Tally the lines in the data below that contain the string "blurred", treating uppercase and lowercase as different. Reply with the number alone.

## start MATERIAL

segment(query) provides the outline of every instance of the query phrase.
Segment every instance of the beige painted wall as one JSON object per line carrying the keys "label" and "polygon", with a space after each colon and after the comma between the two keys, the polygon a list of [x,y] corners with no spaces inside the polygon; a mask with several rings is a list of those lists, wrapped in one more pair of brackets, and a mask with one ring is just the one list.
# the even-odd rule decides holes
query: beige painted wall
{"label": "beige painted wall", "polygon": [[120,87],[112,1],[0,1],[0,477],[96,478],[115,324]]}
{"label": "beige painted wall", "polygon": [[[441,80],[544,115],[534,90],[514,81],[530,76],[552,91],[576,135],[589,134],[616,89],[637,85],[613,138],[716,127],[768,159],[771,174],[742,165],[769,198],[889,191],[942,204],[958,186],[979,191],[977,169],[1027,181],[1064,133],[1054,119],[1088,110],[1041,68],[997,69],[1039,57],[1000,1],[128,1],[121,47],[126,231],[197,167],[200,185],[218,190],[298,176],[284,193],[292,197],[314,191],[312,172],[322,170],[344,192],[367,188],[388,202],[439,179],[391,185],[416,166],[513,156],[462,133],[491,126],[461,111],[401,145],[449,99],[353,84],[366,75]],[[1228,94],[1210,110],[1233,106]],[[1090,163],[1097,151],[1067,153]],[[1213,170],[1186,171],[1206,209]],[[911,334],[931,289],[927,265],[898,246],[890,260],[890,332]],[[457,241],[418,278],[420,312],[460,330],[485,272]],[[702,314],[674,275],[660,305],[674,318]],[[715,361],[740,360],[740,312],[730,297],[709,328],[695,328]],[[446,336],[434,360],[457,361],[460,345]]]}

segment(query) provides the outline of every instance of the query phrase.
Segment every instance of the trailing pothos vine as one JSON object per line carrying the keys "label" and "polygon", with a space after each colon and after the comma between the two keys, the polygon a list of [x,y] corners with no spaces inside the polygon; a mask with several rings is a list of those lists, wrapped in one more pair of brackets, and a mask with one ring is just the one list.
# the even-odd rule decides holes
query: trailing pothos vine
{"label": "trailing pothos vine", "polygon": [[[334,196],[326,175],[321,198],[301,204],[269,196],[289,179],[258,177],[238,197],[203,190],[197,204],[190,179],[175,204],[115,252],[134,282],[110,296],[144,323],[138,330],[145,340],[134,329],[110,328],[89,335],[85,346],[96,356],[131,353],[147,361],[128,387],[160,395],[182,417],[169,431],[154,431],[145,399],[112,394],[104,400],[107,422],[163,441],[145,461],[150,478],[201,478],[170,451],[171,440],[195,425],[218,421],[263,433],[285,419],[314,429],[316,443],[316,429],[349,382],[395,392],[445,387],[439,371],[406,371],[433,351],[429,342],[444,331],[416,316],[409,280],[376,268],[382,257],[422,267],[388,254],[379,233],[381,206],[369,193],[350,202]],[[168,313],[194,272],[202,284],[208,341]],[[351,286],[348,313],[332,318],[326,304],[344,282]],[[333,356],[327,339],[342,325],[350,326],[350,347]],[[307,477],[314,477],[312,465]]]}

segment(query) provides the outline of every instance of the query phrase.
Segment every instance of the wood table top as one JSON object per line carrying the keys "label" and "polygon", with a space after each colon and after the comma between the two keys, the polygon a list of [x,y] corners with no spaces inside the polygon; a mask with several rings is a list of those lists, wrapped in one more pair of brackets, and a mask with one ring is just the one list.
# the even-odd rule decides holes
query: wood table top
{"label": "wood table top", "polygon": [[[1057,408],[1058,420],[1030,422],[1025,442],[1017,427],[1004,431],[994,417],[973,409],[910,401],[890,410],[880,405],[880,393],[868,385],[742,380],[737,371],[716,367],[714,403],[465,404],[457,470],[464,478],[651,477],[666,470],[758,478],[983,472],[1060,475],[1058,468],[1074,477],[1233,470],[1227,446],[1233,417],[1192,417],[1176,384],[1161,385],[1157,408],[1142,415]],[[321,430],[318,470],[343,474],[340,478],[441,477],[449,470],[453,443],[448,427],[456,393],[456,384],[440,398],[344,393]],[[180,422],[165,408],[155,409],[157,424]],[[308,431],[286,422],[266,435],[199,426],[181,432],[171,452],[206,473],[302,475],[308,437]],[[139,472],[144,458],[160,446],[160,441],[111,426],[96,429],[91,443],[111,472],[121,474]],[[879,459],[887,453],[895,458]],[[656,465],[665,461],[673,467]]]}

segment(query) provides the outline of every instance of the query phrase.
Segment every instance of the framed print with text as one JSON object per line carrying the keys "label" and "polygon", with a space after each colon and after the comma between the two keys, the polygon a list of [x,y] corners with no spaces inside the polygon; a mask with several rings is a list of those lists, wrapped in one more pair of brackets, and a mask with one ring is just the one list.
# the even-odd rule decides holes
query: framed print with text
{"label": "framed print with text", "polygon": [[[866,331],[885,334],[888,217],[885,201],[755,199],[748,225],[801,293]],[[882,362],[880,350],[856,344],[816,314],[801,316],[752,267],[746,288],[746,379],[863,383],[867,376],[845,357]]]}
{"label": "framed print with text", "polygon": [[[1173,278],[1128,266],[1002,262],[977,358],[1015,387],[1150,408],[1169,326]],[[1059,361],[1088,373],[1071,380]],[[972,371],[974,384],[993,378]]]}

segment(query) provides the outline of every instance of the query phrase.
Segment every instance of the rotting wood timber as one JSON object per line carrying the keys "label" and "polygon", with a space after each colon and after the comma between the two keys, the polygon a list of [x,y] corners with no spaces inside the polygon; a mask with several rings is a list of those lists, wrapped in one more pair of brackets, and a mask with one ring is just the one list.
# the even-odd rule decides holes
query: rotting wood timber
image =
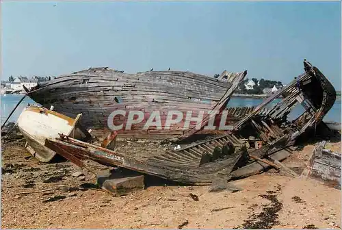
{"label": "rotting wood timber", "polygon": [[[159,155],[140,158],[65,135],[58,140],[46,140],[45,146],[80,166],[81,160],[88,159],[191,184],[208,184],[259,173],[270,166],[265,163],[267,158],[280,162],[290,155],[287,147],[322,122],[334,102],[335,90],[326,77],[306,60],[304,65],[304,73],[252,111],[228,109],[244,116],[233,130],[205,136],[201,140],[196,137],[201,136],[202,130],[189,129],[173,142],[174,150],[161,149]],[[213,107],[222,110],[230,93],[226,90]],[[269,107],[280,96],[280,101]],[[305,111],[290,122],[287,115],[296,105],[303,106]],[[179,144],[182,146],[179,148]]]}
{"label": "rotting wood timber", "polygon": [[341,189],[341,153],[332,152],[326,145],[326,141],[316,145],[302,177],[311,177]]}
{"label": "rotting wood timber", "polygon": [[194,185],[207,185],[218,180],[230,180],[231,172],[246,153],[246,149],[238,149],[206,163],[201,162],[205,155],[204,149],[189,152],[186,150],[166,151],[158,157],[138,159],[64,135],[61,135],[59,140],[47,139],[45,146],[81,167],[83,166],[79,159],[90,159],[104,165],[118,166]]}
{"label": "rotting wood timber", "polygon": [[[82,113],[81,124],[91,129],[93,135],[107,133],[108,123],[112,122],[115,125],[124,124],[122,129],[118,130],[120,136],[165,139],[184,135],[196,127],[196,123],[190,122],[185,129],[183,117],[170,129],[163,129],[168,112],[186,114],[191,111],[193,116],[204,112],[207,119],[214,109],[222,110],[226,105],[246,75],[247,71],[224,71],[215,79],[190,72],[128,74],[107,67],[90,68],[41,83],[31,89],[35,91],[29,96],[44,107],[53,105],[55,111],[67,116]],[[131,110],[142,111],[144,118],[139,124],[125,129],[127,116],[118,114],[112,120],[109,118],[113,112],[118,110],[124,110],[126,114]],[[160,127],[144,129],[146,117],[155,111],[161,113]],[[234,125],[246,114],[229,113],[227,125]]]}

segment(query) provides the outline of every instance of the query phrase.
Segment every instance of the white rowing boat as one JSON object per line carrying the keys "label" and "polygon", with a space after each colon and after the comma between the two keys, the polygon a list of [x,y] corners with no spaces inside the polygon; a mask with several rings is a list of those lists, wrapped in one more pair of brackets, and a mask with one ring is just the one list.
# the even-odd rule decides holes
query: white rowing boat
{"label": "white rowing boat", "polygon": [[79,114],[73,119],[44,107],[27,107],[18,119],[19,130],[27,140],[26,149],[40,162],[49,162],[56,153],[44,146],[47,138],[59,138],[59,133],[63,133],[88,141],[91,136],[79,124],[81,116]]}

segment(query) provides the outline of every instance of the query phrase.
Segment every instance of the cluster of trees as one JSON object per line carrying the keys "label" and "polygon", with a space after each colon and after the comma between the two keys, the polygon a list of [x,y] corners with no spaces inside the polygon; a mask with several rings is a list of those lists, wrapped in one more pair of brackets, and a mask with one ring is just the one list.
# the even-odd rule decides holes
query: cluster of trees
{"label": "cluster of trees", "polygon": [[[219,76],[220,75],[215,74],[214,77],[218,78]],[[240,82],[237,92],[250,94],[263,94],[263,90],[265,88],[272,88],[274,86],[276,86],[276,87],[282,87],[283,86],[281,81],[265,80],[263,78],[260,79],[258,86],[258,79],[256,78],[252,78],[252,81],[255,83],[254,88],[252,90],[247,90],[245,87],[245,84],[249,81],[249,79],[246,78],[243,81]]]}

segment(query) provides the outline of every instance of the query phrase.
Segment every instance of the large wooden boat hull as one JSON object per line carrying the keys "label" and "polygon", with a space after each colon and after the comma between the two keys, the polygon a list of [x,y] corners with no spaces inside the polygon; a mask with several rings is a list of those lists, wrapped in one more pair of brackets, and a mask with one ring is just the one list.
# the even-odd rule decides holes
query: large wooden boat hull
{"label": "large wooden boat hull", "polygon": [[[92,134],[103,136],[109,128],[108,120],[114,111],[142,111],[144,119],[130,129],[118,130],[120,135],[148,138],[168,138],[183,135],[196,124],[184,128],[185,118],[170,129],[164,129],[167,113],[191,111],[192,116],[209,114],[231,90],[244,79],[247,72],[224,72],[218,79],[189,72],[150,71],[126,74],[107,68],[90,68],[62,75],[38,85],[29,96],[44,107],[73,116],[82,113],[81,123]],[[226,101],[229,100],[230,95]],[[148,117],[159,112],[159,127],[143,129]],[[242,114],[230,114],[227,125],[233,125]],[[127,116],[116,116],[114,125],[126,124]],[[101,133],[101,134],[100,134]]]}
{"label": "large wooden boat hull", "polygon": [[[328,79],[308,62],[304,60],[304,64],[303,74],[222,136],[206,136],[196,142],[184,138],[185,144],[176,141],[172,142],[174,149],[161,146],[158,155],[144,157],[64,136],[57,140],[47,139],[45,146],[81,167],[82,160],[91,159],[191,184],[209,184],[259,173],[269,166],[280,165],[279,161],[291,155],[287,148],[321,123],[334,104],[336,92]],[[267,107],[280,96],[279,103]],[[287,114],[296,105],[302,105],[305,112],[289,122]]]}
{"label": "large wooden boat hull", "polygon": [[89,133],[78,124],[78,116],[73,119],[45,108],[27,107],[18,119],[18,127],[27,143],[27,149],[38,160],[49,162],[56,155],[44,146],[46,138],[55,138],[64,133],[76,139],[88,140]]}

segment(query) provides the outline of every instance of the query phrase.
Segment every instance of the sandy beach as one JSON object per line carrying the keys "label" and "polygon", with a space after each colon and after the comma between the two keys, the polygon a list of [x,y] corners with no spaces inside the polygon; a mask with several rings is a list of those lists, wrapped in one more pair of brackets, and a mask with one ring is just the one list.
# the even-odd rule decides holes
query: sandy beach
{"label": "sandy beach", "polygon": [[[341,152],[340,142],[328,143]],[[168,185],[155,177],[144,190],[113,197],[95,177],[69,162],[42,164],[3,142],[2,226],[9,228],[330,228],[341,226],[341,190],[271,169],[233,181],[243,190]],[[300,173],[314,148],[283,162]],[[104,168],[94,165],[94,168]],[[102,168],[101,168],[102,167]],[[75,177],[81,171],[85,177]],[[198,196],[194,201],[189,194]]]}

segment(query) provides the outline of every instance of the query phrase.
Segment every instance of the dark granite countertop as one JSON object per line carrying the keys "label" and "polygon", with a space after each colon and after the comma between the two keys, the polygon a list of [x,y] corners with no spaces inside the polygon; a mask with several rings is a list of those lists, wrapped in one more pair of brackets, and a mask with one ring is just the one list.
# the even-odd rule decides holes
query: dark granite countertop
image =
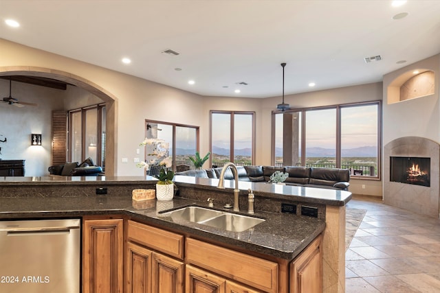
{"label": "dark granite countertop", "polygon": [[[245,250],[292,259],[325,228],[322,220],[307,216],[256,211],[266,221],[243,232],[230,232],[197,223],[173,222],[160,211],[205,202],[179,197],[169,202],[133,202],[127,196],[88,197],[0,197],[0,219],[74,218],[123,215],[145,223],[199,236]],[[217,208],[214,205],[214,208]]]}

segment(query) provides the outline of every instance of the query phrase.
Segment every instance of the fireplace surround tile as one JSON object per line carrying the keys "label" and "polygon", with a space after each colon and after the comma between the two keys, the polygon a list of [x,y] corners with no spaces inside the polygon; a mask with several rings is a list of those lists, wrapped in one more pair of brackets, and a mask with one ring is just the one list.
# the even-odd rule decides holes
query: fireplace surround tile
{"label": "fireplace surround tile", "polygon": [[[430,158],[430,187],[390,181],[390,157]],[[428,139],[406,137],[384,148],[384,202],[417,213],[439,217],[440,145]]]}

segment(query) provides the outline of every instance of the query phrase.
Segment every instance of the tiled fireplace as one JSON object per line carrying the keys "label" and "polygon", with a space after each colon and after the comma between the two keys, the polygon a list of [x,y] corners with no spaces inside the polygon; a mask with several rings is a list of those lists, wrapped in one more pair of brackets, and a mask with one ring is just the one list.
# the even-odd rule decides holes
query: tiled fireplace
{"label": "tiled fireplace", "polygon": [[384,148],[384,202],[439,218],[440,145],[418,137],[401,137]]}

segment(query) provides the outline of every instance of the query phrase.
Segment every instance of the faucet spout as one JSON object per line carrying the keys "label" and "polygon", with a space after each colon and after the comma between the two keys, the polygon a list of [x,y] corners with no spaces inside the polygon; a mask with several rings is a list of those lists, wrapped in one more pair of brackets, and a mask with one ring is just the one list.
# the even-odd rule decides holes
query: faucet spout
{"label": "faucet spout", "polygon": [[240,189],[239,189],[239,171],[236,169],[236,166],[233,163],[226,163],[220,172],[220,178],[219,180],[219,185],[217,188],[225,188],[225,172],[228,169],[228,167],[230,167],[234,175],[234,179],[235,180],[235,188],[234,189],[234,211],[239,211],[240,207],[239,207],[239,194]]}

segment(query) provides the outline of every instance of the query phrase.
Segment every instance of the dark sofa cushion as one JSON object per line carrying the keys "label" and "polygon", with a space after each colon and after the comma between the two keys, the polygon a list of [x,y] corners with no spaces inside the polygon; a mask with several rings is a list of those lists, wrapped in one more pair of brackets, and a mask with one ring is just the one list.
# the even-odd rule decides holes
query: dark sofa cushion
{"label": "dark sofa cushion", "polygon": [[285,180],[286,183],[309,183],[310,168],[308,167],[286,166],[285,172],[289,174],[289,177]]}
{"label": "dark sofa cushion", "polygon": [[63,176],[71,176],[72,172],[74,169],[78,167],[78,162],[74,163],[66,163],[64,164],[61,175]]}
{"label": "dark sofa cushion", "polygon": [[89,167],[89,166],[94,166],[94,160],[91,159],[91,157],[88,157],[82,163],[81,163],[79,167]]}
{"label": "dark sofa cushion", "polygon": [[274,167],[274,166],[263,166],[263,174],[264,175],[264,180],[270,181],[270,176],[273,174],[276,171],[285,172],[285,168],[284,167]]}
{"label": "dark sofa cushion", "polygon": [[244,166],[249,180],[252,182],[264,181],[262,166]]}
{"label": "dark sofa cushion", "polygon": [[350,172],[346,169],[312,167],[309,184],[333,187],[336,183],[349,180]]}
{"label": "dark sofa cushion", "polygon": [[47,169],[49,171],[49,174],[50,174],[61,175],[63,167],[64,167],[64,164],[54,165],[53,166],[50,166]]}
{"label": "dark sofa cushion", "polygon": [[72,170],[71,176],[96,176],[101,172],[100,166],[78,167]]}

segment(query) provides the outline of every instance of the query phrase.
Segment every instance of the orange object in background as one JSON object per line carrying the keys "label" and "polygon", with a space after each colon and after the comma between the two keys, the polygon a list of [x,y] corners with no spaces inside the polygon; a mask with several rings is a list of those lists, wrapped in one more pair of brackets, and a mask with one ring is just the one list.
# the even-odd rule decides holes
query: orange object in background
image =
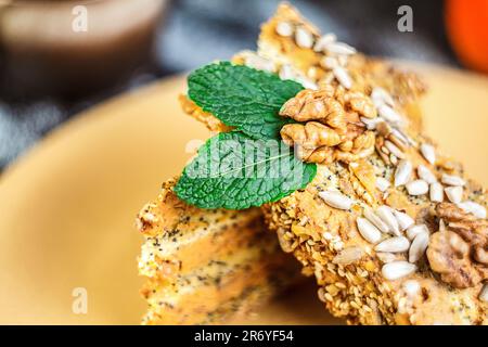
{"label": "orange object in background", "polygon": [[488,0],[447,0],[446,28],[461,62],[488,74]]}

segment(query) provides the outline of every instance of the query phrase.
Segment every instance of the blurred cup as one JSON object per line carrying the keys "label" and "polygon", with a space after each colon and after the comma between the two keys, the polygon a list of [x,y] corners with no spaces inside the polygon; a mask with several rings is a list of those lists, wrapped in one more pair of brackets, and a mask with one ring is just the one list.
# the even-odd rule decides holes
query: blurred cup
{"label": "blurred cup", "polygon": [[167,0],[0,0],[0,87],[72,97],[123,80],[152,53]]}

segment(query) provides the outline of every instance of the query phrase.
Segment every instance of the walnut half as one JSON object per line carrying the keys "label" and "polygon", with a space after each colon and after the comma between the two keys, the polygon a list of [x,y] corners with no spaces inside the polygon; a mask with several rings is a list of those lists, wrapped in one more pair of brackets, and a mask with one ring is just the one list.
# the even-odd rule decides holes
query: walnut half
{"label": "walnut half", "polygon": [[472,287],[487,280],[487,221],[448,203],[439,204],[436,214],[445,220],[446,230],[431,237],[427,258],[432,270],[457,288]]}

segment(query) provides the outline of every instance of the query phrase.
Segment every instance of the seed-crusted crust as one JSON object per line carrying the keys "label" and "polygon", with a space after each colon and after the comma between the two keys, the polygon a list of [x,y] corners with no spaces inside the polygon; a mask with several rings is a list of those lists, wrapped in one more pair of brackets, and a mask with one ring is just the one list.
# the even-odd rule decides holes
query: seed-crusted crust
{"label": "seed-crusted crust", "polygon": [[[415,75],[361,54],[348,55],[346,60],[333,56],[339,63],[343,59],[341,68],[334,68],[328,60],[330,56],[321,49],[304,47],[308,44],[306,40],[298,42],[298,38],[278,34],[277,26],[282,23],[305,28],[314,42],[321,40],[317,28],[284,4],[262,26],[257,54],[243,52],[234,62],[277,72],[282,78],[293,78],[310,89],[342,86],[372,100],[380,90],[383,97],[377,95],[381,104],[375,103],[375,106],[384,118],[382,123],[361,119],[367,129],[374,130],[375,151],[361,157],[343,151],[345,154],[335,156],[332,163],[323,160],[324,164],[318,166],[316,179],[305,190],[264,206],[268,226],[278,233],[282,248],[301,262],[304,273],[317,278],[319,297],[326,308],[351,324],[487,324],[486,298],[479,297],[480,292],[486,292],[486,287],[481,290],[484,284],[470,283],[468,287],[460,288],[447,283],[425,256],[428,246],[425,240],[429,237],[424,233],[415,239],[419,230],[436,233],[444,222],[435,208],[438,194],[429,198],[423,192],[425,181],[410,184],[416,179],[428,179],[418,174],[419,167],[426,167],[435,181],[440,181],[442,174],[463,177],[462,166],[440,153],[435,156],[435,144],[420,132],[419,99],[425,86]],[[265,64],[262,59],[272,64]],[[345,76],[347,73],[349,75]],[[384,91],[388,98],[384,97]],[[344,144],[344,147],[348,146]],[[321,158],[330,154],[328,151],[318,153]],[[378,178],[384,182],[381,189]],[[339,196],[321,195],[328,191],[337,192]],[[440,193],[446,200],[444,192]],[[485,191],[471,181],[463,188],[462,196],[455,196],[459,192],[451,195],[486,209]],[[332,200],[328,203],[328,198]],[[331,207],[334,204],[336,206]],[[371,229],[374,231],[375,226],[369,224],[362,233],[358,230],[358,218],[380,206],[382,214],[390,214],[395,221],[383,216],[390,223],[386,226],[389,232],[402,237],[401,242],[406,240],[403,234],[411,239],[407,241],[409,245],[411,242],[411,254],[376,252],[376,242],[371,243],[371,240],[374,237],[367,234]],[[369,215],[372,218],[374,213]],[[409,219],[424,229],[407,230],[411,227]],[[406,224],[401,230],[399,220]],[[387,234],[380,237],[380,241],[393,239]],[[484,254],[479,252],[479,256]],[[385,267],[385,264],[391,266]]]}
{"label": "seed-crusted crust", "polygon": [[[274,73],[281,73],[284,67],[290,67],[294,73],[299,74],[298,80],[316,82],[321,89],[337,88],[338,82],[333,79],[331,72],[320,64],[323,54],[312,49],[297,47],[292,38],[280,37],[275,31],[280,22],[306,27],[313,35],[320,36],[319,29],[301,17],[293,7],[280,4],[275,15],[261,27],[258,51],[237,53],[232,60],[233,63]],[[384,60],[362,54],[349,57],[348,70],[355,80],[351,92],[369,95],[373,86],[384,88],[395,98],[398,110],[408,117],[412,128],[414,130],[421,128],[422,111],[419,100],[425,93],[426,86],[415,74],[399,69]],[[282,77],[291,76],[282,75]],[[188,97],[181,95],[180,103],[188,115],[205,124],[209,130],[228,131],[229,128],[226,129],[220,120],[203,112]]]}
{"label": "seed-crusted crust", "polygon": [[[264,25],[261,38],[274,37],[275,26],[281,22],[307,25],[294,10],[281,7],[277,16]],[[312,33],[317,35],[314,30]],[[275,42],[273,47],[275,52],[293,51],[295,44],[293,38],[280,37],[278,40],[279,42]],[[269,47],[267,49],[270,50]],[[307,56],[308,63],[301,62],[303,69],[317,65],[319,62],[317,53],[310,49],[300,49],[300,53],[294,55],[295,61],[304,60],[304,56]],[[486,254],[486,243],[479,242],[479,237],[473,237],[473,234],[485,235],[486,233],[486,229],[479,231],[483,227],[474,228],[473,222],[485,226],[486,220],[473,214],[460,213],[454,204],[439,204],[431,201],[425,192],[419,191],[420,187],[424,185],[422,182],[412,185],[407,183],[421,179],[416,169],[423,166],[434,175],[435,180],[441,181],[442,175],[453,175],[467,181],[467,184],[462,188],[462,195],[459,196],[460,202],[470,200],[486,210],[486,192],[468,181],[464,177],[462,166],[440,154],[433,141],[421,134],[415,121],[412,121],[414,117],[412,118],[409,113],[412,107],[411,101],[423,92],[423,87],[416,79],[410,79],[411,76],[409,76],[406,78],[406,80],[410,79],[408,82],[404,80],[400,82],[397,77],[391,77],[396,76],[393,69],[378,68],[383,72],[381,74],[377,74],[376,69],[371,69],[374,73],[364,70],[364,66],[369,64],[362,64],[362,68],[355,70],[357,62],[364,62],[364,60],[361,55],[349,57],[348,69],[355,80],[351,90],[370,95],[371,89],[378,86],[388,90],[389,93],[396,93],[394,99],[397,106],[400,104],[399,113],[410,118],[410,125],[403,124],[396,128],[401,130],[402,141],[397,141],[399,140],[398,131],[395,132],[395,127],[391,127],[388,121],[376,126],[374,153],[363,160],[336,158],[333,163],[319,165],[316,179],[305,190],[264,207],[268,224],[270,229],[277,231],[282,248],[293,253],[301,262],[304,272],[317,278],[320,285],[319,297],[325,303],[326,308],[333,314],[346,318],[349,323],[488,324],[488,306],[479,298],[487,268],[476,258],[483,259]],[[391,81],[394,81],[393,85]],[[337,81],[331,81],[331,83],[335,86]],[[409,88],[404,88],[406,86]],[[415,110],[416,105],[413,108]],[[434,152],[437,152],[437,156],[433,160],[431,153]],[[386,179],[390,185],[398,187],[390,187],[383,192],[376,188],[372,189],[371,184],[361,181],[361,175],[355,175],[352,164],[356,167],[369,168],[367,171],[374,172],[375,176]],[[408,172],[408,176],[404,172]],[[325,191],[341,192],[344,196],[343,203],[352,201],[350,207],[346,210],[336,208],[337,206],[332,207],[334,202],[328,204],[320,197],[321,192]],[[454,200],[454,197],[451,198]],[[446,197],[442,196],[442,198]],[[402,277],[397,274],[391,277],[388,269],[385,270],[384,264],[395,261],[404,270],[409,254],[376,252],[374,243],[364,240],[364,234],[358,230],[357,223],[358,218],[362,217],[367,209],[375,210],[383,205],[396,211],[406,213],[416,224],[425,226],[432,233],[427,256],[432,253],[436,257],[426,257],[420,253],[416,257],[412,257],[413,259],[420,257],[415,261],[415,267],[408,266],[409,270]],[[461,226],[455,223],[457,220],[452,220],[453,215],[462,216],[464,223]],[[439,242],[447,242],[441,235],[448,232],[438,231],[439,223],[444,226],[444,219],[449,216],[451,220],[447,221],[447,228],[458,230],[449,232],[455,236],[461,231],[472,235],[471,241],[467,236],[464,239],[459,236],[467,243],[466,249],[462,253],[464,259],[462,264],[454,258],[455,252],[444,252],[442,247],[439,247]],[[411,231],[413,232],[413,229]],[[390,236],[382,235],[382,240],[387,239]],[[473,240],[478,242],[475,243]],[[415,249],[419,248],[423,249],[418,244]],[[477,253],[475,249],[478,249]],[[412,271],[412,269],[415,270]],[[391,278],[388,280],[385,275]]]}

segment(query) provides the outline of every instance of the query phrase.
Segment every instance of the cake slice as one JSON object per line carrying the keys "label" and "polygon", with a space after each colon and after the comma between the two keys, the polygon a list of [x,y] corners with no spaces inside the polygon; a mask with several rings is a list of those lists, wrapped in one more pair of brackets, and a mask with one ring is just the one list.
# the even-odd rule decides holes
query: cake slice
{"label": "cake slice", "polygon": [[487,324],[486,191],[422,133],[423,83],[320,35],[286,4],[262,26],[258,52],[234,62],[307,88],[283,105],[297,124],[281,136],[318,174],[262,210],[325,307],[351,324]]}
{"label": "cake slice", "polygon": [[298,267],[266,232],[259,209],[204,210],[164,183],[138,216],[144,324],[222,323],[296,282]]}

## end MATERIAL

ANSWER FOR THIS EXERCISE:
3